SHORT TASK:
Return every line below that contains the word "jeans", copying each one in full.

RECORDS FOR THIS EXERCISE:
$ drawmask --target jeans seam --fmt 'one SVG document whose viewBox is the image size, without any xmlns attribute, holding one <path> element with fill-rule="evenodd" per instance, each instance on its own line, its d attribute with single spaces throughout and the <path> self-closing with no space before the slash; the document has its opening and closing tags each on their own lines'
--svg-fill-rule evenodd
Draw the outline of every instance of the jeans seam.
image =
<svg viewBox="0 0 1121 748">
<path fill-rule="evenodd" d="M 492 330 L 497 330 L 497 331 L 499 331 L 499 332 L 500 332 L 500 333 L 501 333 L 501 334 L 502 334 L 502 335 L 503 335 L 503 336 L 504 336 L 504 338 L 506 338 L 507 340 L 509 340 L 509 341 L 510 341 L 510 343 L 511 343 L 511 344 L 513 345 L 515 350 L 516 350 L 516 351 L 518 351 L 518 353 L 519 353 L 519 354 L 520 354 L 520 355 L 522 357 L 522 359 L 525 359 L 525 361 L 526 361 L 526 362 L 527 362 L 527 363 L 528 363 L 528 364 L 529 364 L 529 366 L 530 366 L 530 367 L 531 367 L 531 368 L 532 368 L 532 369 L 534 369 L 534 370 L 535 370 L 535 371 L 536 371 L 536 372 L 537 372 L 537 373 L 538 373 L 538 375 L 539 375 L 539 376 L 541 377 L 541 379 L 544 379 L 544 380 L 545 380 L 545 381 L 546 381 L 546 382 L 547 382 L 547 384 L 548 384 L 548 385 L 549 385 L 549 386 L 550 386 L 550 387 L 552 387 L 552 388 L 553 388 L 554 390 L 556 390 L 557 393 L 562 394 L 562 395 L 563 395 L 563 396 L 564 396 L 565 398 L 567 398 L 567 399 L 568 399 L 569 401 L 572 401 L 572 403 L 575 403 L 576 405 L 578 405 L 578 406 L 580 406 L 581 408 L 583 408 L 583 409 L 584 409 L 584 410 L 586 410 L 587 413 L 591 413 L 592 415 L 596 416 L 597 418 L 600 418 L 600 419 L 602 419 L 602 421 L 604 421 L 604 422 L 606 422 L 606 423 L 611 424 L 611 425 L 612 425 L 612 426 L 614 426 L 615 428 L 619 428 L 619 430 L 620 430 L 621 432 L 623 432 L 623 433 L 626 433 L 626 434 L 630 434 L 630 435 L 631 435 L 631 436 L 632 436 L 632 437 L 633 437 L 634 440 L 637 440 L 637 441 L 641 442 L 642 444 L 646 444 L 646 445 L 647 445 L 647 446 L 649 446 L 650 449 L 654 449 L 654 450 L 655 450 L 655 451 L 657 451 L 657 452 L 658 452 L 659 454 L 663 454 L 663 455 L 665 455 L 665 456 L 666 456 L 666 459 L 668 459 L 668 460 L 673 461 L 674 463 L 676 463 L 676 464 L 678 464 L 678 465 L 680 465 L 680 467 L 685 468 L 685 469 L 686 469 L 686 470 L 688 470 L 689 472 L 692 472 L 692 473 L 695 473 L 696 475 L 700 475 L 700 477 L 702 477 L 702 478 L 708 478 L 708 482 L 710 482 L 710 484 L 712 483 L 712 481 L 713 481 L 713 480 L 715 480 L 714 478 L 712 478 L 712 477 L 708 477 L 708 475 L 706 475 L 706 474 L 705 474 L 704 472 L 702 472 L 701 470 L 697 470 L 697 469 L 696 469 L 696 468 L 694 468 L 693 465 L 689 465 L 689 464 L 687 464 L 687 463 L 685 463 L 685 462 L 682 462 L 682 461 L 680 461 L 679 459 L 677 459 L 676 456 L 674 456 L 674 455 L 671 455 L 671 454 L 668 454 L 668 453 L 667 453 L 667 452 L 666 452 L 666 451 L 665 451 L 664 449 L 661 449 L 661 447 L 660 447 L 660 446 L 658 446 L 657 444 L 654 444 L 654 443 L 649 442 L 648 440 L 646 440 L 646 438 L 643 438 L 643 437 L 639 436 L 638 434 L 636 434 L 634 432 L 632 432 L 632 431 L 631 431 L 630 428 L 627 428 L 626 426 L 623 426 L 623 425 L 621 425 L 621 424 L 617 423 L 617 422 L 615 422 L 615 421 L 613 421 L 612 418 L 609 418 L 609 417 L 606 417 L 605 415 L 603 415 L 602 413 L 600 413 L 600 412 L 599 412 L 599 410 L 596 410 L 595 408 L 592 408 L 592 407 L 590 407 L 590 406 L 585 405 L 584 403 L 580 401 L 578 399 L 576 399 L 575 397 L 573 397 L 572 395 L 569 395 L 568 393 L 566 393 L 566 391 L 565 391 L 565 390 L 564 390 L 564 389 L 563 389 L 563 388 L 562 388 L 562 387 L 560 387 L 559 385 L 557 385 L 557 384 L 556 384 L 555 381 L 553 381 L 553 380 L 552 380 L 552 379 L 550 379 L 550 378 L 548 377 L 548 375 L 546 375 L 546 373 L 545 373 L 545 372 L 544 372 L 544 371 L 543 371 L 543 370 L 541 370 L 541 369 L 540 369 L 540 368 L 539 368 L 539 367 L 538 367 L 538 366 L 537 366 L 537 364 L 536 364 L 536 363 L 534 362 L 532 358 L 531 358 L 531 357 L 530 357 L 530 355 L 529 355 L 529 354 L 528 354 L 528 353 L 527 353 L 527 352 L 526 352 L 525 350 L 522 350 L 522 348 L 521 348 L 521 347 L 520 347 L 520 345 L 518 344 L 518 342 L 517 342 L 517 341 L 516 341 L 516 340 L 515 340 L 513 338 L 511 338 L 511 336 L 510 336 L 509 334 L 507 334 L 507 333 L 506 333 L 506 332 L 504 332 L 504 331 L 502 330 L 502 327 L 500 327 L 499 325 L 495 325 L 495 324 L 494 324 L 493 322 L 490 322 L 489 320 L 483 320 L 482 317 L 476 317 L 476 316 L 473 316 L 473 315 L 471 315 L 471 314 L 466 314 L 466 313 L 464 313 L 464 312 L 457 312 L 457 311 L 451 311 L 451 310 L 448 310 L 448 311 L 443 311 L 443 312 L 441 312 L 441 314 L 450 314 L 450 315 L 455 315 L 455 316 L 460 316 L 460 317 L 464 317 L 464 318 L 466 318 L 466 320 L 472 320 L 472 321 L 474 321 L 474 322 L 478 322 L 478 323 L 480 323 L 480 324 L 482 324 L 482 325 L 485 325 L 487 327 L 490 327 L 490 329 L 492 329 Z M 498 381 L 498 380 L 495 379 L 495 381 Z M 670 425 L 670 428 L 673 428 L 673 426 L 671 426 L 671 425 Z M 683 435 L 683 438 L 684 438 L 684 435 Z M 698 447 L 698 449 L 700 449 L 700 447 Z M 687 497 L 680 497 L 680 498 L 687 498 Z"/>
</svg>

TASK OUTPUT:
$ drawmask --target jeans seam --fmt 'one SVG document whose viewBox is the image size, without any xmlns attribute, holding one <path> element with fill-rule="evenodd" per instance, each instance on its own line, its d attribute with single spaces throughout and the <path> self-closing with no space before the slash; the document has its opening and closing tags each on their own lines'
Draw the outline of every instance of the jeans seam.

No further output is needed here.